Pull out every line of the records below that contains the word "kitchen", and copy each one. Case counts.

====

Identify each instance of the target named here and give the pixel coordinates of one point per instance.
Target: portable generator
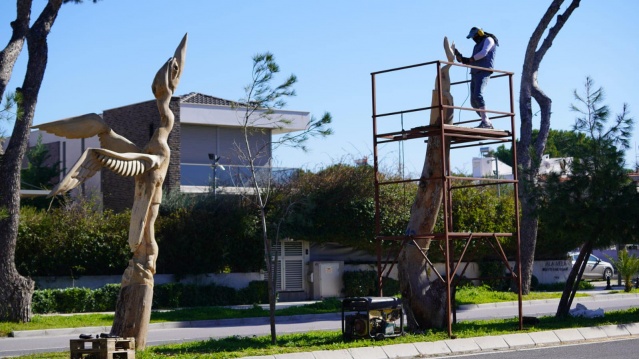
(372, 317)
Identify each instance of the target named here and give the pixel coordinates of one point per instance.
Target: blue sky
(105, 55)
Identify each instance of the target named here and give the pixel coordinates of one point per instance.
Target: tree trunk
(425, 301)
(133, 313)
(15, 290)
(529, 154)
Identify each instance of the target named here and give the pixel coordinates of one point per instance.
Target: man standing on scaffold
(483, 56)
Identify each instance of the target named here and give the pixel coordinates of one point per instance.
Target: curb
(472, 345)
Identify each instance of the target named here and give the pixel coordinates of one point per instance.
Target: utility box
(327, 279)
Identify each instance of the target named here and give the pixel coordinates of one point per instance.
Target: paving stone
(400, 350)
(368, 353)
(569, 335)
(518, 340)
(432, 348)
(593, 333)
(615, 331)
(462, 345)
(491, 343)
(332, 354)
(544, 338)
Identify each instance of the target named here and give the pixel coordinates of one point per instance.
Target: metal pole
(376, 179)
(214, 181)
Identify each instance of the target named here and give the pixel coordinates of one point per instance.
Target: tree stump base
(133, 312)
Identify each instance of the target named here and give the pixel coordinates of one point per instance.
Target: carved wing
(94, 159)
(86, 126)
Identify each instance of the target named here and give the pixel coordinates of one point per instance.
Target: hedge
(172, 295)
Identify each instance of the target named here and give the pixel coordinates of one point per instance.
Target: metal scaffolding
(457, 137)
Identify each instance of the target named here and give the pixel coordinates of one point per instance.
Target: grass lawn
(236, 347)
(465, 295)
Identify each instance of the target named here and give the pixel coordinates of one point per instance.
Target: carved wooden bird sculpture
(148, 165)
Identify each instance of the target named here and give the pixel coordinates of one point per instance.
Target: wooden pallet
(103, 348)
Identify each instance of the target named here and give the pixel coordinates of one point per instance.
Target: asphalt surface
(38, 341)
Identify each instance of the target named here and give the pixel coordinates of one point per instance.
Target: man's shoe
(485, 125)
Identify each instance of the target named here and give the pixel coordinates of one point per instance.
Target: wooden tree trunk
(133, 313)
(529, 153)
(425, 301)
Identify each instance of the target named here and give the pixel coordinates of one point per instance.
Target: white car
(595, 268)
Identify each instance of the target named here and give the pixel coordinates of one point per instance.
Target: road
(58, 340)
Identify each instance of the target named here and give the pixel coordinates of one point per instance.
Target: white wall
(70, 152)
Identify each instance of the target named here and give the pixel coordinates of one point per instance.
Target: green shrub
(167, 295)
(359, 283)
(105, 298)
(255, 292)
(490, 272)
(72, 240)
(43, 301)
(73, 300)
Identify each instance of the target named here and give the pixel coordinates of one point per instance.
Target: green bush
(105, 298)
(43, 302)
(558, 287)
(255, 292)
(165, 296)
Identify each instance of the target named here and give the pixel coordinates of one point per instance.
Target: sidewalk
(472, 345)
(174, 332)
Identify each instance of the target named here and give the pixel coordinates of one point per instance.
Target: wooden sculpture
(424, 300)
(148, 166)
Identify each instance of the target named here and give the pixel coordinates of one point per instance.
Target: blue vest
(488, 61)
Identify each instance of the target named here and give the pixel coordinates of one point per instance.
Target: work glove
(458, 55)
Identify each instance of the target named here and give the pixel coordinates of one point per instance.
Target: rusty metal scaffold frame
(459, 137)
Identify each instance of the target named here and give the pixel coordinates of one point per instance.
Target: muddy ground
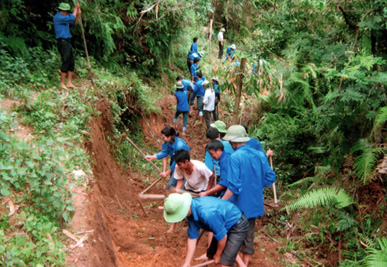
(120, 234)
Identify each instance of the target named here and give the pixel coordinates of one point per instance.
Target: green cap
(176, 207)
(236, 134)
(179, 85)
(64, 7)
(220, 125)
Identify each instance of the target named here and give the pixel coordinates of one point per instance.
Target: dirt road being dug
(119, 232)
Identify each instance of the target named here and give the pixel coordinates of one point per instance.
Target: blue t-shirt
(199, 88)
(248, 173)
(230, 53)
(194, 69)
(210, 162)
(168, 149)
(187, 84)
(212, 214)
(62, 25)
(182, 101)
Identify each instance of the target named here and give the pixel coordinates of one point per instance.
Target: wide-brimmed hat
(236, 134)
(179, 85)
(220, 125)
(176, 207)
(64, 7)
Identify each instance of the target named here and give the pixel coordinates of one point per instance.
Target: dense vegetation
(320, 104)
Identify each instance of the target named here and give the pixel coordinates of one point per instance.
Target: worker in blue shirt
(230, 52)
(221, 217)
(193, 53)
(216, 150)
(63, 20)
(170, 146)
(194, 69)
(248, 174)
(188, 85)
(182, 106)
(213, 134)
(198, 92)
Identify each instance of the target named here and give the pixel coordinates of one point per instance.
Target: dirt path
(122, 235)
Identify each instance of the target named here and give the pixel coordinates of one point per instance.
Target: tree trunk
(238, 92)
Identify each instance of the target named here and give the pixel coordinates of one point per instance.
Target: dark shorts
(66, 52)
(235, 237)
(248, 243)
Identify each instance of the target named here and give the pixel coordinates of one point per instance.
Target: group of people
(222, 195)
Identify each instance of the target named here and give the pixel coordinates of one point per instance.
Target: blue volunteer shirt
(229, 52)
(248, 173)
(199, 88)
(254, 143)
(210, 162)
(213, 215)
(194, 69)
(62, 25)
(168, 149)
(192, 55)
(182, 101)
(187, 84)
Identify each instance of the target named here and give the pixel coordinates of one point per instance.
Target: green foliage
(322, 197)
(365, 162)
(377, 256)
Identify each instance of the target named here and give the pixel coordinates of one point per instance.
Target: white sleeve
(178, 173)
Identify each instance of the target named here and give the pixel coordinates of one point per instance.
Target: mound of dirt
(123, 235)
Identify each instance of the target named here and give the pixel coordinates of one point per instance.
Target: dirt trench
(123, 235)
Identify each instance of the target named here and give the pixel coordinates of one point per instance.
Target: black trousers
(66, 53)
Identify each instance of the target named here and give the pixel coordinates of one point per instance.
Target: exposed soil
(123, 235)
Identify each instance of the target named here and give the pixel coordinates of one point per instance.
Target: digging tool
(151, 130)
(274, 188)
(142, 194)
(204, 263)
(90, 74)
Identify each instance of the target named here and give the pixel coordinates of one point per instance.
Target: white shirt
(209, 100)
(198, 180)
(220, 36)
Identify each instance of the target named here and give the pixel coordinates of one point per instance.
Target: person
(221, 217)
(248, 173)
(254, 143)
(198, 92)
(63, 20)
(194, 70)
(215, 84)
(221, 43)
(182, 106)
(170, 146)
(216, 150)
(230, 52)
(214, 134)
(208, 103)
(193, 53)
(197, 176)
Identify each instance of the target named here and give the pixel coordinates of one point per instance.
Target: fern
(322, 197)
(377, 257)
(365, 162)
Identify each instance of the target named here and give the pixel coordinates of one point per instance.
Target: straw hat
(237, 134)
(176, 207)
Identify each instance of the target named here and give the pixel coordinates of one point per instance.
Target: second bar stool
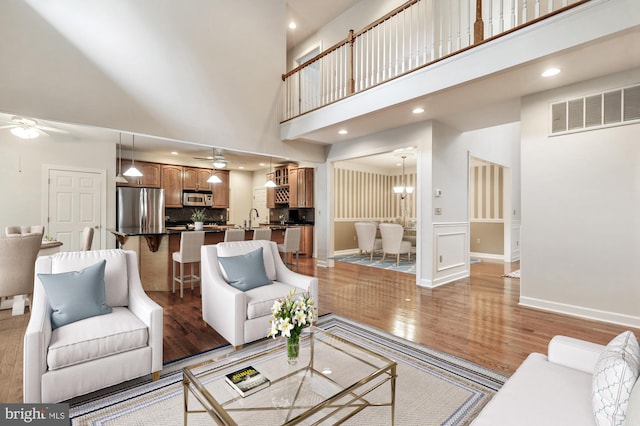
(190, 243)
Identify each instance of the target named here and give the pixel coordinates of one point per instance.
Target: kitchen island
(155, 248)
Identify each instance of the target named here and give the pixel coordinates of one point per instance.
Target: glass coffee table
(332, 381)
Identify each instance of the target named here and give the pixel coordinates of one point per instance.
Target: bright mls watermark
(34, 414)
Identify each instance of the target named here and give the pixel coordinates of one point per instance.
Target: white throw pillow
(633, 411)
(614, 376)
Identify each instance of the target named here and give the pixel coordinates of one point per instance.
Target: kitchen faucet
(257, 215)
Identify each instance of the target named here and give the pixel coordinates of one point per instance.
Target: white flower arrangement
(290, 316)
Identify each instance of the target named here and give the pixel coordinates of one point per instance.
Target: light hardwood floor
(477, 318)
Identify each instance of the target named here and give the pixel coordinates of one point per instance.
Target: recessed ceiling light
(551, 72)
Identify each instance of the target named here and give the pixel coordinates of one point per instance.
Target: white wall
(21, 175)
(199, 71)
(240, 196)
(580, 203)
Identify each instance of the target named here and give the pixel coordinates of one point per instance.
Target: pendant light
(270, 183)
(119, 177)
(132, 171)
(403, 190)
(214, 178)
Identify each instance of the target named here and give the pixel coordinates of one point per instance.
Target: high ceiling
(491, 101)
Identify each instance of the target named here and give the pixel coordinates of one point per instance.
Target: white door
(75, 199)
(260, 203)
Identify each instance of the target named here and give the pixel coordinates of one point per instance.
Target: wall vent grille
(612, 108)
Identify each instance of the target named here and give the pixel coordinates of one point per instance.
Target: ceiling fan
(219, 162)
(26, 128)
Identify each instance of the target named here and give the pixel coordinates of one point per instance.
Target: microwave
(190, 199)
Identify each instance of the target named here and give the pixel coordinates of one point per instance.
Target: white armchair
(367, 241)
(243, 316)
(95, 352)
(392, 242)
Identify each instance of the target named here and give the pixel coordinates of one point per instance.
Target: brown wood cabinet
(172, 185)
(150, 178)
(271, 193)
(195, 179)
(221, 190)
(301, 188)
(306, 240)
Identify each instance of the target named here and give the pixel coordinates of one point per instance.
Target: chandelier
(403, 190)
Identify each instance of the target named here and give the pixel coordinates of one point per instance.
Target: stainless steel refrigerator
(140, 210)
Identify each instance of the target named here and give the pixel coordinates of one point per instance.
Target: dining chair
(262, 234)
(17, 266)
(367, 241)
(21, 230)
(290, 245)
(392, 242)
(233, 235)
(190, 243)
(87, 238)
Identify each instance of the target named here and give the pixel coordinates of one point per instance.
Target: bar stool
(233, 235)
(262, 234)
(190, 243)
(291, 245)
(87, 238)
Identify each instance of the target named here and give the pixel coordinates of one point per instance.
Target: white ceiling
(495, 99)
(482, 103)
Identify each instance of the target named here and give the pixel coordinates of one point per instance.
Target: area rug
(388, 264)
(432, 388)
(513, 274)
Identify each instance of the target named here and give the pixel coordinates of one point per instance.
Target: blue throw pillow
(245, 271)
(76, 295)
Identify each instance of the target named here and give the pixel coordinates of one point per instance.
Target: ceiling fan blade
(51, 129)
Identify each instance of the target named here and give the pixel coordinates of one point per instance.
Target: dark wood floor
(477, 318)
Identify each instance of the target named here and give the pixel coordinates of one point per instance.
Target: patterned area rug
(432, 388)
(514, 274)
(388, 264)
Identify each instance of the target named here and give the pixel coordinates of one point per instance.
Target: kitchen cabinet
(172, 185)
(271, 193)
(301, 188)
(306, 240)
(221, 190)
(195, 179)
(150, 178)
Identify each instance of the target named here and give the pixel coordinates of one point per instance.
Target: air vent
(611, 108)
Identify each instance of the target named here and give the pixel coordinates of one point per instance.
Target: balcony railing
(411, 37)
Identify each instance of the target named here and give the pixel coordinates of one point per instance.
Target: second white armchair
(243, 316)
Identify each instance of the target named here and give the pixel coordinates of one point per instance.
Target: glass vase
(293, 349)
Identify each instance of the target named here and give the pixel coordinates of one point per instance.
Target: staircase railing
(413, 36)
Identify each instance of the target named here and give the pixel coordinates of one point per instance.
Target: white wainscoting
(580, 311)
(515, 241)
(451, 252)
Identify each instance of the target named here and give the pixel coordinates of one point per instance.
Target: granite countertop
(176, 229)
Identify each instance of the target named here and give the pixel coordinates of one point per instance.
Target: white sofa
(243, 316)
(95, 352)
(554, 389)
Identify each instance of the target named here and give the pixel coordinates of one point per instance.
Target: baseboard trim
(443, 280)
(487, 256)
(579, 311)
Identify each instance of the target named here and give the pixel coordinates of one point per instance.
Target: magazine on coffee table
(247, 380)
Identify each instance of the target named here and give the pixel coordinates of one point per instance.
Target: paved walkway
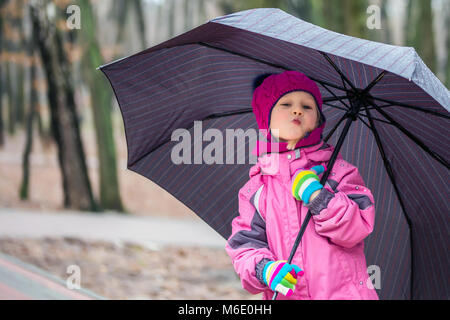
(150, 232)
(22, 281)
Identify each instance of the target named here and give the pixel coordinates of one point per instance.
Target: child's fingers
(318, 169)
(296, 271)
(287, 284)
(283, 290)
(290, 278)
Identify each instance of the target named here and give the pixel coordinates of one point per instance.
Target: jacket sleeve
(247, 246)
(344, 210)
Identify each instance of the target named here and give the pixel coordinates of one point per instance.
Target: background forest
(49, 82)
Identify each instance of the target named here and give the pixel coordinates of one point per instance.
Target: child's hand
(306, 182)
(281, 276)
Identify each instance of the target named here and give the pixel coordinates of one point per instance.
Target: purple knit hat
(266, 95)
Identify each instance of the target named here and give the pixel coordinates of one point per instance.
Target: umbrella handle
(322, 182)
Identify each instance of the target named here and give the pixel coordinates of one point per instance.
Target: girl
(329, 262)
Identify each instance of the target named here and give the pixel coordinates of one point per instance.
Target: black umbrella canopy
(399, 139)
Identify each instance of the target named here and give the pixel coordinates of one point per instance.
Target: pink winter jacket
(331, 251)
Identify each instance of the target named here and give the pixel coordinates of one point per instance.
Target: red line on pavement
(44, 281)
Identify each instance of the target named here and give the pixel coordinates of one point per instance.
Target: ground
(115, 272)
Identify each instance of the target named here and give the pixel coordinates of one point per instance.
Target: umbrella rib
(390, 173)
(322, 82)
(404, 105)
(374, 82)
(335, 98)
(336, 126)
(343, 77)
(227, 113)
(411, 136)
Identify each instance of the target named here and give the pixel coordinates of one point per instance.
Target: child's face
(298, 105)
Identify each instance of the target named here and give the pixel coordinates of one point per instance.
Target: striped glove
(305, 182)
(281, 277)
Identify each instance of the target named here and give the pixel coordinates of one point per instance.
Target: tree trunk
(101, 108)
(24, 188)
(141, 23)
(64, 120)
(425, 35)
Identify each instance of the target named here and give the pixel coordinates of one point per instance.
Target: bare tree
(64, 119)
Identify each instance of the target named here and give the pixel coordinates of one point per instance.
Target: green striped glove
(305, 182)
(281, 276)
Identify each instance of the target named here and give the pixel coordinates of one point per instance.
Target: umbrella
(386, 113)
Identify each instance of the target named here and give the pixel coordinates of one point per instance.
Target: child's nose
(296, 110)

====

◆ **Reply to the task**:
Target: kitchen island
Target: kitchen faucet
Target: kitchen cabinet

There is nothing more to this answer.